■ **WORK TO COMPLETE**
Every entry must be output exactly as it was written.
START ENTRIES PROVIDED
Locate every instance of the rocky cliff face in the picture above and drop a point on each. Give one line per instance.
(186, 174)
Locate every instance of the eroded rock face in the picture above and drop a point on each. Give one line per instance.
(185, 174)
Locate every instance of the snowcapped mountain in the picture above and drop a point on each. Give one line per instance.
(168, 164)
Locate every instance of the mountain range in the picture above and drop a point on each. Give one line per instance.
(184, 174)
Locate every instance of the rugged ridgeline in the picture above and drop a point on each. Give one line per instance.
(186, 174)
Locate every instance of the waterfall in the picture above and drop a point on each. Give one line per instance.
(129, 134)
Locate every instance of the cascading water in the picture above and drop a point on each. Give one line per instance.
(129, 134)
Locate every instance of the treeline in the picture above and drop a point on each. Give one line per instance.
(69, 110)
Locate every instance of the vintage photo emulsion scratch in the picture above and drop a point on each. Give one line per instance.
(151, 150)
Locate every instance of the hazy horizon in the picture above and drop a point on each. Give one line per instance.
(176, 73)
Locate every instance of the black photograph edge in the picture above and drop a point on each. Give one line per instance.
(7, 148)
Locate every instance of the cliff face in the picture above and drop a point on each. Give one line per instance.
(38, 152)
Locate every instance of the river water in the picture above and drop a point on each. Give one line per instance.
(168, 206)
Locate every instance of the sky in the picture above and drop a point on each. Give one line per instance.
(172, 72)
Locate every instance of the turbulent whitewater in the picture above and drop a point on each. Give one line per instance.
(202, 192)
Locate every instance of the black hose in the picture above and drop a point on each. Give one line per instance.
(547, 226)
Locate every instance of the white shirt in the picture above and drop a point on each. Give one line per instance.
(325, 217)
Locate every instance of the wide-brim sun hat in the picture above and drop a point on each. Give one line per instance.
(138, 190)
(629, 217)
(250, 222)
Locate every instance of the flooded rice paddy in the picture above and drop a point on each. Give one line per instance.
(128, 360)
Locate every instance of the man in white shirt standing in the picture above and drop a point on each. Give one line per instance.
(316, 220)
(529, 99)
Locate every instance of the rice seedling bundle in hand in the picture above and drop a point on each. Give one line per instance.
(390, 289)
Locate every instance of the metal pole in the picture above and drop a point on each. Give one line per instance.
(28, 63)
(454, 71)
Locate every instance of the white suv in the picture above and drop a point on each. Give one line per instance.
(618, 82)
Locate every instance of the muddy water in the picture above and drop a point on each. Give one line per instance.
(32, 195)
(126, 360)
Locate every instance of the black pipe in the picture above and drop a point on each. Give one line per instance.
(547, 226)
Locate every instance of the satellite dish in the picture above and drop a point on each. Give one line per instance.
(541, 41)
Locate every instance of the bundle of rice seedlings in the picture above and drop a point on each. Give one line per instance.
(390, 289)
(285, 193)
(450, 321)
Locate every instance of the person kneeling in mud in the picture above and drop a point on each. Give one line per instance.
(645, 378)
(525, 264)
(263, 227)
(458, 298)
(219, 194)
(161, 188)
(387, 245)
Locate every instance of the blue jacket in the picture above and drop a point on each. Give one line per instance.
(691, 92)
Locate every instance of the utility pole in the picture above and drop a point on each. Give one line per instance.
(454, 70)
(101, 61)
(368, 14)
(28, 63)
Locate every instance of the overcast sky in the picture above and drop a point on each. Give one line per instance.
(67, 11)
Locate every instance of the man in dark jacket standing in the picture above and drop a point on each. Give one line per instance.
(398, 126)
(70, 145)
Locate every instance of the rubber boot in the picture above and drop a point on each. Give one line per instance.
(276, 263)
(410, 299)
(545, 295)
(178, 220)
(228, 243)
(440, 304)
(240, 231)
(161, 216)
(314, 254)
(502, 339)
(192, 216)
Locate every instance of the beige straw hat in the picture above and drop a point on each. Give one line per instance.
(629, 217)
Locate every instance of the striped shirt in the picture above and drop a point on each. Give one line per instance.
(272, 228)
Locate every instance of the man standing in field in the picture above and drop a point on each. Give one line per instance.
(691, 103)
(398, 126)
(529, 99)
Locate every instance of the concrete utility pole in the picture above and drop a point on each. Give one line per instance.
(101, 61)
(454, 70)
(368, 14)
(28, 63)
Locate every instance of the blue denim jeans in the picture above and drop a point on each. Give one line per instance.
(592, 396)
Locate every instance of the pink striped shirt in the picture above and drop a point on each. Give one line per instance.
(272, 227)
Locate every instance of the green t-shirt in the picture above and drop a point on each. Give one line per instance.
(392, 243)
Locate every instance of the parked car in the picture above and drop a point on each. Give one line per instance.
END ENTRIES PROVIDED
■ **WRITTEN ANSWER**
Locate every instance of the rocky cliff face in the picture above and drop a point on each. Give one line per instance.
(186, 174)
Locate every instance of the eroded rock face in the picture above and drop a point on each. Give one line per instance.
(185, 174)
Locate every instance of the snowcapped mountain in the picture above and drop a point on each. Give one line per instance.
(168, 164)
Locate every instance of the mountain range in the picture above and drop a point on each. Give one line per instance.
(184, 174)
Locate every instance of the rugged ridgeline in the picture above and drop a point on each. Give one line per instance.
(186, 174)
Locate every instance of the waterfall in the picture above and drop a point on each. Give one line per instance.
(129, 134)
Locate every instance of the cascading water in the picture above and drop a point on each. Give one line per instance.
(129, 134)
Locate every instance of the treeline in the picture above and drop a point on each. Give one line per instance.
(69, 110)
Locate every instance of the vintage photo emulsion scratch in the picture above and drop a point on each. Give one line per instance.
(151, 150)
Locate every instance of the hazy horizon in the picture above and drop a point on each. Give one line per instance.
(176, 73)
Locate every instance of the black photograph edge in the picture above and drop a point on each. Give one line per instance.
(7, 148)
Locate every instance of the cliff face in the picture above and drop a point on each. Give one line per instance.
(38, 152)
Locate every instance of the river water in the picture above and drop a point on each. Give one line per instance.
(168, 206)
Locate every instance of the sky in the picture above and drop a point on each. Give one line per instance.
(172, 72)
Locate every instance of the turbulent whitewater in the picture above and drop a point on each. Give one line per instance.
(202, 192)
Locate every instance of the black hose in the picture above and drop a point on each. Give one line per instance.
(547, 226)
Locate every instance of the white shirt in the picture above and drop a point on each. Give one line per instance.
(325, 217)
Locate every instance of the wide-brim sun hat in the picture above and drop a point on each. Give one line per instance.
(138, 190)
(629, 217)
(250, 222)
Locate every instance of the flooded rice paddy in the picture above and drop a point on each. Give one line per instance.
(128, 360)
Locate every instance of the man in white shirt standing in the picture above and drop a point on each. Give one line per instance.
(316, 220)
(529, 99)
Locate every instance of the rice seedling bundle in hand in the picture above and drop a point on each. Give one line per instance.
(390, 289)
Locate every instance of the metal pole in the picture above and drop a point on each. Give one line per instance.
(28, 63)
(454, 71)
Locate every instance of the white suv in the picture above and drop a point on each. Give one line per instance.
(618, 82)
Locate every instance of the muddy water in the picture above and drop a point on each. Give one line per instance.
(32, 195)
(126, 360)
Locate every instance of the black pipe in the picture above and drop a point on each. Give one line per instance.
(547, 226)
Locate every instance of the satellite dish in the picture above and drop a point on each. Give one line per instance.
(541, 41)
Locate every instance of the bundle of rice seedlings in the picture above and drop a point on each. Give one line per instance.
(390, 289)
(285, 193)
(450, 321)
Locate every instance of the person kneeling in mud in the picture above and drop a point on each. Give one line per instance.
(645, 378)
(525, 264)
(263, 227)
(458, 298)
(219, 194)
(161, 188)
(387, 245)
Locate every instance of the blue jacket in the picture above and drop a point on each. Give one line per instance.
(691, 92)
Locate every instance of the utility pole in the picture above and drop a point on each. Give one line per instance.
(454, 70)
(101, 61)
(368, 14)
(28, 63)
Locate every instance of the overcast sky in the picture above and drop a point on each. Give one line per instance.
(67, 11)
Locate every instance of the man in dark jacket standing in the picture above and drop a point on each. Give one line per instance.
(398, 126)
(70, 145)
Locate every instance of the rubber boot in the picture above and drop a point on each. Give one line per instance.
(276, 263)
(410, 299)
(545, 295)
(178, 220)
(228, 243)
(440, 304)
(240, 231)
(161, 216)
(314, 254)
(502, 339)
(192, 216)
Locate every instance of the beige straw hat in the picture above and drop a point on each. Give one line per instance.
(629, 217)
Locate every instance of the striped shirt in the picture above and drop a point on each. Give one line per instance.
(272, 228)
Locate every instance of the man standing in field in the picture above and drop a point on each. Give one line per instance.
(691, 103)
(398, 126)
(529, 99)
Locate every instance of the concrete utility pole in the picture above and drop a point on each. Give one line per instance.
(101, 61)
(454, 70)
(368, 14)
(28, 63)
Locate every instance of the blue denim jeans in the picture above and drop a point on each. Give one line per instance.
(592, 396)
Locate every instance of the pink striped shirt in the picture above and drop a point on each. Give one line per instance.
(272, 227)
Locate every instance of the green t-shirt in the picture above and drop a point on each. Give one line per instance.
(392, 243)
Locate every instance of the parked car in the picture above and drop a point on each. Give one line per instance.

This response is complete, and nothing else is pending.